Restate every record exactly as it is written, while omitting the pictures it holds.

++++

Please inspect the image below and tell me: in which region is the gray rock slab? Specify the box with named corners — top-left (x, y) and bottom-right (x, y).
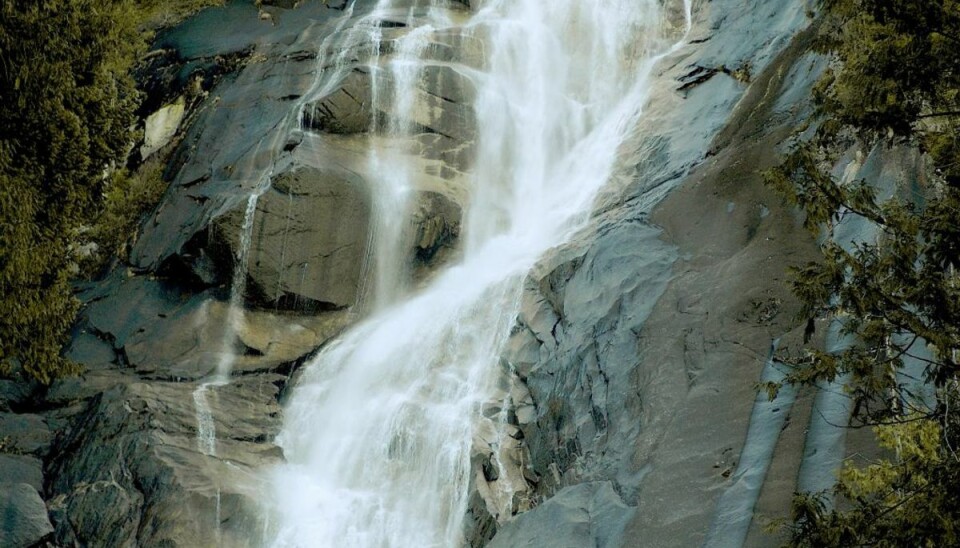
top-left (302, 69), bottom-right (372, 134)
top-left (45, 370), bottom-right (130, 408)
top-left (504, 217), bottom-right (677, 500)
top-left (83, 275), bottom-right (182, 349)
top-left (0, 454), bottom-right (43, 490)
top-left (63, 330), bottom-right (117, 371)
top-left (213, 165), bottom-right (372, 309)
top-left (488, 482), bottom-right (632, 548)
top-left (0, 413), bottom-right (52, 457)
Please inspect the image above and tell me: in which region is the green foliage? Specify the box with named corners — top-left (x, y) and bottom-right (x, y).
top-left (136, 0), bottom-right (225, 29)
top-left (791, 416), bottom-right (960, 547)
top-left (815, 0), bottom-right (960, 123)
top-left (81, 160), bottom-right (170, 276)
top-left (770, 0), bottom-right (960, 416)
top-left (0, 0), bottom-right (219, 383)
top-left (0, 0), bottom-right (143, 383)
top-left (764, 0), bottom-right (960, 545)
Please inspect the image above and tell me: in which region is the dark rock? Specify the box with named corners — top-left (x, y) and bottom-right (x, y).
top-left (0, 381), bottom-right (32, 413)
top-left (463, 488), bottom-right (497, 548)
top-left (83, 275), bottom-right (183, 351)
top-left (412, 191), bottom-right (461, 264)
top-left (261, 0), bottom-right (300, 8)
top-left (0, 483), bottom-right (55, 548)
top-left (48, 480), bottom-right (142, 548)
top-left (45, 371), bottom-right (130, 409)
top-left (63, 330), bottom-right (118, 372)
top-left (302, 70), bottom-right (371, 134)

++++

• _Response to the task_:
Please inspect the image below and tell me: in which region is the gray rock slab? Specify the box with named corners — top-left (x, y) and bottom-right (x, y).
top-left (302, 69), bottom-right (372, 134)
top-left (45, 370), bottom-right (130, 408)
top-left (504, 217), bottom-right (677, 500)
top-left (83, 275), bottom-right (182, 349)
top-left (0, 454), bottom-right (43, 490)
top-left (63, 330), bottom-right (117, 371)
top-left (213, 165), bottom-right (372, 309)
top-left (488, 482), bottom-right (632, 548)
top-left (0, 413), bottom-right (52, 457)
Please inspect the image above and tell me: in which region is the green foliage? Specify the box with named corners — top-left (x, y) and bottom-right (x, y).
top-left (136, 0), bottom-right (225, 29)
top-left (791, 416), bottom-right (960, 547)
top-left (815, 0), bottom-right (960, 123)
top-left (81, 160), bottom-right (170, 276)
top-left (770, 0), bottom-right (960, 416)
top-left (0, 0), bottom-right (219, 383)
top-left (0, 0), bottom-right (143, 383)
top-left (764, 0), bottom-right (960, 545)
Please inspect the image above and tell me: in which region is the dark rock? Specify the box with named corners — top-left (x, y) and bottom-right (x, y).
top-left (0, 381), bottom-right (32, 413)
top-left (463, 488), bottom-right (497, 548)
top-left (83, 275), bottom-right (183, 351)
top-left (412, 191), bottom-right (461, 264)
top-left (261, 0), bottom-right (300, 8)
top-left (0, 483), bottom-right (55, 548)
top-left (48, 480), bottom-right (142, 548)
top-left (45, 371), bottom-right (130, 409)
top-left (63, 330), bottom-right (118, 372)
top-left (302, 70), bottom-right (371, 134)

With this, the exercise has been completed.